* [ABOUT THIS EXERCISE]: Transcribe all records, preserving every character.

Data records
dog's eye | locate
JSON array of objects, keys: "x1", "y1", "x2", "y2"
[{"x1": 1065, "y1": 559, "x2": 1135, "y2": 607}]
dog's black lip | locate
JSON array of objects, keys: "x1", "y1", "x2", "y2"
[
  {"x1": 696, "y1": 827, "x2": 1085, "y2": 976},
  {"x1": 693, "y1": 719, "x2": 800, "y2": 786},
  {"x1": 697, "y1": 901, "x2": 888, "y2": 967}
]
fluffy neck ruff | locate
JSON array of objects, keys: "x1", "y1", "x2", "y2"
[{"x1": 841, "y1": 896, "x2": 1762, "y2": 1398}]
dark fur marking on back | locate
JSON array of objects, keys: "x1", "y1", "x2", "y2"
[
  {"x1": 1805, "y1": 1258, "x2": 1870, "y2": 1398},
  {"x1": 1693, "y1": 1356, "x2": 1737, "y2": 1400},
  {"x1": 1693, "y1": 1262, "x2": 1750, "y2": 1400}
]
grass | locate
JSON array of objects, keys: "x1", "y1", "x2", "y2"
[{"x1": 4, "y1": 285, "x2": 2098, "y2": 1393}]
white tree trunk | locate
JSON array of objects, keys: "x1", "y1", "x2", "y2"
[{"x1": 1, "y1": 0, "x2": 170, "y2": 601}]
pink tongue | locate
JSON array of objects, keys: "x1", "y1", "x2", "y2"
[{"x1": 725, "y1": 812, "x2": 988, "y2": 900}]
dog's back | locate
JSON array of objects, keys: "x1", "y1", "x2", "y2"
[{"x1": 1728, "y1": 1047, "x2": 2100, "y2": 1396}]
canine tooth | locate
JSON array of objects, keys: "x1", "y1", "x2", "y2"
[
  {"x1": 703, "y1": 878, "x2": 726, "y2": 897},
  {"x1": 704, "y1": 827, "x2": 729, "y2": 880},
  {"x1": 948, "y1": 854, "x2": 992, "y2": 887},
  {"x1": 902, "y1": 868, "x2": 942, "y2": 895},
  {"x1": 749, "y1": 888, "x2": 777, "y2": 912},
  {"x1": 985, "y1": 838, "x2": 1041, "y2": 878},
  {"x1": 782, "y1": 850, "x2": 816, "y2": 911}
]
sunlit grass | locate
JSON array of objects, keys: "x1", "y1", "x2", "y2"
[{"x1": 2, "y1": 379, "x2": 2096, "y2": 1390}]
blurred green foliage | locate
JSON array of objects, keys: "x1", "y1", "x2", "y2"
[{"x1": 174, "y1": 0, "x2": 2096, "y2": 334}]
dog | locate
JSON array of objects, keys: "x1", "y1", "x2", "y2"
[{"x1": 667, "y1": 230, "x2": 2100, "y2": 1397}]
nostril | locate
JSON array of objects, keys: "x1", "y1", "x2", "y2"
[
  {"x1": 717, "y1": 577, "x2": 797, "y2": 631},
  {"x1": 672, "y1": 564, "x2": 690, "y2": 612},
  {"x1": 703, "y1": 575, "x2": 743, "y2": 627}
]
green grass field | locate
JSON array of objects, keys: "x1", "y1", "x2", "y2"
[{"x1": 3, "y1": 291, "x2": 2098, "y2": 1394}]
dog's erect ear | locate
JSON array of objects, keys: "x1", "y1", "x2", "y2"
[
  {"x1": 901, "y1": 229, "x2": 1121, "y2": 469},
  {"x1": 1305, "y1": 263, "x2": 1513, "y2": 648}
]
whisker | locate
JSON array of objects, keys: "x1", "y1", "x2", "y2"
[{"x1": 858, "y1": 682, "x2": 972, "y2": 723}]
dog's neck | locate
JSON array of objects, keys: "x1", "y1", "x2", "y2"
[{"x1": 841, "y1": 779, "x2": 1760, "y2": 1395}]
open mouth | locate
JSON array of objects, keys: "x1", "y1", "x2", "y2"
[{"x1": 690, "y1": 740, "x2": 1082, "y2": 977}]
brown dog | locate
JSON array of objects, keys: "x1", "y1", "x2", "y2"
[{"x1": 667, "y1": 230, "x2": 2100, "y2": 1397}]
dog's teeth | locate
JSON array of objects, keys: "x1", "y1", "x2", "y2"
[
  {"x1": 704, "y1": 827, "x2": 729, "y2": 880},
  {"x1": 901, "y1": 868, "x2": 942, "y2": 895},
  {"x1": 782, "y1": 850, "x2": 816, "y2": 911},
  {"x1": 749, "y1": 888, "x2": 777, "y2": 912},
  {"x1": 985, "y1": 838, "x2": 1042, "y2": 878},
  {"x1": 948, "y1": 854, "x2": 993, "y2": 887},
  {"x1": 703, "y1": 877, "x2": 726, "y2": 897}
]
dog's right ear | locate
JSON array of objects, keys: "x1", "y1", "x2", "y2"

* [TASK RESULT]:
dog's eye | locate
JSON array of objects, keys: "x1", "y1", "x2", "y2"
[{"x1": 1065, "y1": 559, "x2": 1135, "y2": 607}]
dog's black lip | locate
JSON array of objects, keys: "x1", "y1", "x2", "y2"
[
  {"x1": 696, "y1": 827, "x2": 1085, "y2": 976},
  {"x1": 693, "y1": 719, "x2": 800, "y2": 786},
  {"x1": 697, "y1": 901, "x2": 888, "y2": 967}
]
fluffy neck ruff | locate
JSON array of objects, keys: "x1", "y1", "x2", "y2"
[{"x1": 841, "y1": 896, "x2": 1762, "y2": 1398}]
dark fur marking on back | locate
JSON array of objects, keys: "x1", "y1", "x2", "y2"
[
  {"x1": 1805, "y1": 1258, "x2": 1870, "y2": 1398},
  {"x1": 1693, "y1": 1356, "x2": 1737, "y2": 1400},
  {"x1": 1693, "y1": 1262, "x2": 1750, "y2": 1400}
]
grass | locate
JSON array of objects, keys: "x1", "y1", "x2", "y2"
[{"x1": 4, "y1": 285, "x2": 2098, "y2": 1393}]
white tree trunk | locate
JSON array of objects, keys: "x1", "y1", "x2", "y2"
[{"x1": 1, "y1": 0, "x2": 170, "y2": 601}]
pink tongue | locate
JSON array of objects, keys: "x1", "y1", "x2", "y2"
[{"x1": 725, "y1": 812, "x2": 988, "y2": 900}]
dog's back | locate
JSON array of objects, keys: "x1", "y1", "x2", "y2"
[{"x1": 1728, "y1": 1047, "x2": 2100, "y2": 1396}]
canine tooth | locate
JSON array of objects, keys: "x1", "y1", "x2", "y2"
[
  {"x1": 703, "y1": 878, "x2": 726, "y2": 897},
  {"x1": 704, "y1": 827, "x2": 729, "y2": 880},
  {"x1": 948, "y1": 854, "x2": 992, "y2": 887},
  {"x1": 902, "y1": 868, "x2": 942, "y2": 895},
  {"x1": 749, "y1": 888, "x2": 777, "y2": 912},
  {"x1": 985, "y1": 838, "x2": 1041, "y2": 878},
  {"x1": 782, "y1": 850, "x2": 816, "y2": 911}
]
sunlit grass | locate
JSON array of objects, keys: "x1", "y1", "x2", "y2"
[{"x1": 2, "y1": 379, "x2": 2096, "y2": 1390}]
blurred green foliage | locate
JSON array of objects, keys: "x1", "y1", "x2", "y2"
[{"x1": 174, "y1": 0, "x2": 2096, "y2": 334}]
dog | locate
JSON array of objects, keys: "x1", "y1", "x2", "y2"
[{"x1": 667, "y1": 230, "x2": 2100, "y2": 1397}]
nostril | locate
JSON array of objects, keys: "x1", "y1", "x2", "y2"
[
  {"x1": 717, "y1": 577, "x2": 797, "y2": 631},
  {"x1": 672, "y1": 564, "x2": 690, "y2": 612},
  {"x1": 703, "y1": 575, "x2": 743, "y2": 627}
]
green grass field | locate
JSON array of objects, keys: "x1", "y1", "x2", "y2"
[{"x1": 3, "y1": 291, "x2": 2098, "y2": 1394}]
dog's erect ear | locate
JSON array of objects, keys: "x1", "y1", "x2", "y2"
[
  {"x1": 901, "y1": 229, "x2": 1121, "y2": 469},
  {"x1": 1305, "y1": 263, "x2": 1513, "y2": 648}
]
whisker | locate
JSON array of objects, keys: "x1", "y1", "x2", "y2"
[{"x1": 858, "y1": 682, "x2": 972, "y2": 723}]
dog's neck | locate
JSON array of objects, keys: "x1", "y1", "x2", "y2"
[{"x1": 841, "y1": 779, "x2": 1760, "y2": 1395}]
open mouth | locate
JSON array of objects, keys: "x1", "y1", "x2", "y2"
[{"x1": 690, "y1": 740, "x2": 1082, "y2": 977}]
brown dog | locate
JSON array of objects, keys: "x1", "y1", "x2", "y2"
[{"x1": 667, "y1": 230, "x2": 2100, "y2": 1397}]
dog's teeth | locate
JSON array of objects, keys: "x1", "y1", "x2", "y2"
[
  {"x1": 704, "y1": 827, "x2": 729, "y2": 880},
  {"x1": 901, "y1": 868, "x2": 942, "y2": 895},
  {"x1": 782, "y1": 850, "x2": 816, "y2": 911},
  {"x1": 749, "y1": 888, "x2": 777, "y2": 912},
  {"x1": 985, "y1": 838, "x2": 1042, "y2": 878},
  {"x1": 948, "y1": 854, "x2": 993, "y2": 887},
  {"x1": 703, "y1": 877, "x2": 726, "y2": 897}
]
dog's right ear | locate
JSON array of objects, keys: "x1", "y1", "x2", "y2"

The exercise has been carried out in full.